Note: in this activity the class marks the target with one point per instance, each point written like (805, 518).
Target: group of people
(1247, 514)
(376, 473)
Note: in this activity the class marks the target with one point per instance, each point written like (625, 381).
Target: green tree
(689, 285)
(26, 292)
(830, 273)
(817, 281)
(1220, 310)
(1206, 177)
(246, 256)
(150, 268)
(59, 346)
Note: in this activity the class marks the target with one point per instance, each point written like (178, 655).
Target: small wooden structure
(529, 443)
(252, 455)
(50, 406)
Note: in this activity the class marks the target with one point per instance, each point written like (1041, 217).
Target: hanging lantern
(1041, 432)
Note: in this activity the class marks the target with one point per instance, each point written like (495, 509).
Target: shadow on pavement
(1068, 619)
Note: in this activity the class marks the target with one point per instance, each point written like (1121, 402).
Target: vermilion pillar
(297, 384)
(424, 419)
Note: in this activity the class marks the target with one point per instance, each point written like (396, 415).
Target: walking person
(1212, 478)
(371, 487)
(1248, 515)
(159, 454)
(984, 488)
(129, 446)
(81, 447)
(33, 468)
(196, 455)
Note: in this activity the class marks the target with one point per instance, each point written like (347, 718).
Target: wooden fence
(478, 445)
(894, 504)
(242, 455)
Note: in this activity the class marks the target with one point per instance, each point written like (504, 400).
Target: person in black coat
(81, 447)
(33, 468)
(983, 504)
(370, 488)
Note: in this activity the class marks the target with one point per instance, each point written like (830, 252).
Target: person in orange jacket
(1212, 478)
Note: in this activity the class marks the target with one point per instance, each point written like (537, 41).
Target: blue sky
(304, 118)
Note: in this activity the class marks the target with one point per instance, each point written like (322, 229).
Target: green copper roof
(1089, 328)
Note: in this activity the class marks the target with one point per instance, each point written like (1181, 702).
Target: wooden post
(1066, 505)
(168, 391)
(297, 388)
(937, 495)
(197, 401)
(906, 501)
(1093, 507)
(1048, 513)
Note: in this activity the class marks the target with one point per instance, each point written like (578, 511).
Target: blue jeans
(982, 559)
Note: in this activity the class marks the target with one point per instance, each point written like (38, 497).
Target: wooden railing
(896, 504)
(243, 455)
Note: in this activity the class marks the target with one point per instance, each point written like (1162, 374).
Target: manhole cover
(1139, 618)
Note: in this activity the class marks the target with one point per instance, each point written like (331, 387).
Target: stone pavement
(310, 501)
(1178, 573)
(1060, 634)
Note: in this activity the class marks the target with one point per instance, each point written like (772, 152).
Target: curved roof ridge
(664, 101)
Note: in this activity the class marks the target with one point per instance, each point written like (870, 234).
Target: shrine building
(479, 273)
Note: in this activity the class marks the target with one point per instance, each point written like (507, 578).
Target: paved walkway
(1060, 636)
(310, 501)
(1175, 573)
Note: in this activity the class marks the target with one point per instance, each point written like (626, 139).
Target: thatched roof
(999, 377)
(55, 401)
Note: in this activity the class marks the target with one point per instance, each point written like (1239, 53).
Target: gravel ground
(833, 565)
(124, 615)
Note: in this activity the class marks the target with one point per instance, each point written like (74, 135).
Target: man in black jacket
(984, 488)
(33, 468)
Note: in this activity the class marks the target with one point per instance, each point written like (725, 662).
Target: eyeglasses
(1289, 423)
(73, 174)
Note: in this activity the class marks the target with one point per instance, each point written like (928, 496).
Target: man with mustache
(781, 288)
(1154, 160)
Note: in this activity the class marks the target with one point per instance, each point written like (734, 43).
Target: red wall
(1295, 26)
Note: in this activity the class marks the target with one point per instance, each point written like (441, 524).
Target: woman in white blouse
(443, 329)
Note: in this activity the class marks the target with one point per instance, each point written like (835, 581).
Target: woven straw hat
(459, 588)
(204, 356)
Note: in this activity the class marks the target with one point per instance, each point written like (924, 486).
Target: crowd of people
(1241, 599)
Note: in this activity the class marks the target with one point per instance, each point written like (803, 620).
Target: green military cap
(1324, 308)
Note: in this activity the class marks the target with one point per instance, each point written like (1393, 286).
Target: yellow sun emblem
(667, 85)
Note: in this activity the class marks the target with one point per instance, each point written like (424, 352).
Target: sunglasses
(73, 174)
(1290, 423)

========================================

WHAT NEEDS TO BE DONE: Retype each of the lines above without changing anything.

FULL SOLUTION:
Note: in this activity the class marks the target with one point per instance, each point written like (805, 518).
Target: group of people
(1247, 514)
(376, 473)
Note: in this activity the class marks the target with one point per instance, each point written like (625, 381).
Target: green tree
(689, 285)
(26, 292)
(830, 273)
(817, 281)
(1220, 310)
(1206, 177)
(246, 256)
(150, 268)
(59, 346)
Note: in this activity the class marks the target with one point per instance, each point written like (178, 655).
Target: small wooden structure
(529, 443)
(252, 455)
(50, 406)
Note: in this activity the class marks the target with one point per instance, each point written like (1041, 217).
Target: hanging lantern
(1041, 432)
Note: in this activity the class marks the target with one point per instance, each point written like (495, 509).
Target: shadow on pavement
(1068, 619)
Note: in this activity the class marks the target with one point per instance, each point written like (1121, 402).
Target: vermilion pillar
(297, 384)
(424, 419)
Note: in this activity the class marks the target with one point per instance, each point written like (396, 415).
Target: walking person
(1212, 478)
(371, 487)
(1248, 515)
(159, 454)
(984, 488)
(129, 446)
(81, 447)
(33, 468)
(196, 455)
Note: in this activity the class marks the target with one point per instance, each point written like (347, 718).
Target: wooden fence
(478, 445)
(894, 504)
(242, 455)
Note: in this activity the class marks the target with one point per instance, each point written like (504, 400).
Target: person in black coat
(81, 447)
(33, 468)
(983, 504)
(370, 488)
Note: in this activity the class marks the target with one point per instance, each point written like (830, 252).
Target: person in orange jacket
(1212, 478)
Note: in this activity the class marks the target with one point per instance, each point written like (537, 41).
Target: blue sky
(304, 118)
Note: in this activity the class marks the target with one point per instance, each point written like (322, 229).
Target: green copper roof
(1089, 328)
Note: in this activity the class marks the target with one point per instance, each point written like (1181, 702).
Target: wooden post
(1066, 505)
(168, 391)
(297, 388)
(937, 495)
(197, 401)
(906, 501)
(1093, 507)
(1048, 513)
Note: in this activity the class marks the target with one point per instance, each point written like (578, 511).
Target: blue jeans
(982, 559)
Note: in this activity the class marks the target with one point per instance, each point written like (38, 497).
Target: wooden railing
(896, 504)
(243, 455)
Note: in this activity the class marks the target with one point per instance, each point written like (1162, 374).
Target: manhole cover
(1139, 618)
Note: in this activity the class marks the target with one point per instance, each point written like (331, 387).
Target: stone pavement
(310, 501)
(1178, 573)
(1060, 634)
Note: in this activity the class marks the target with one point per instance, each point written like (772, 152).
Target: curved roof ridge
(664, 101)
Note: in this activity the class marks the target with one point per instance, each point written like (870, 234).
Target: shrine building
(479, 273)
Note: in this activity the class marks the target with one point per instance, each point written like (507, 578).
Target: paved walkway
(1060, 636)
(310, 501)
(1175, 573)
Note: in this activity the class marks the target with one point per instance, each point written like (626, 139).
Target: thatched roof
(999, 377)
(55, 401)
Note: in this activity the class marks the target with one point per instance, each point written like (1239, 53).
Target: gravel ground
(833, 565)
(124, 615)
Note: in this activity the class marks the target with one point per instance, each point written like (74, 135).
Target: man in black jacket
(984, 488)
(33, 468)
Note: in this activity the class marks the target with one point per instance, each point written like (725, 662).
Target: eyeglasses
(1289, 423)
(73, 174)
Note: in this activity the class marks the target with one point per instance, each point written like (928, 496).
Target: man with mustache
(781, 288)
(1154, 160)
Note: in this activity the class marks the target with one point per instance, each point written like (734, 43).
Target: red wall
(1295, 26)
Note: in this activity the class marks the target with one point per instance, each point written like (441, 524).
Target: woman in white blouse
(443, 329)
Note: in this activity the class marks the target with one point per instance, each point written like (835, 581).
Target: woven straw hat
(459, 588)
(204, 356)
Note: in this activity the class marks the target with one point per instance, each point written like (924, 486).
Target: crowd of people
(1241, 599)
Note: in this activity the class marks the target with one point per instance, each point written like (803, 620).
Target: green military cap
(1324, 308)
Note: in this activity the class marks the target with one point per instance, each point written like (1393, 286).
Target: yellow sun emblem
(667, 85)
Note: in this activity the class marks the target with one point per instance, each point written like (424, 352).
Target: sunglasses
(73, 174)
(1290, 423)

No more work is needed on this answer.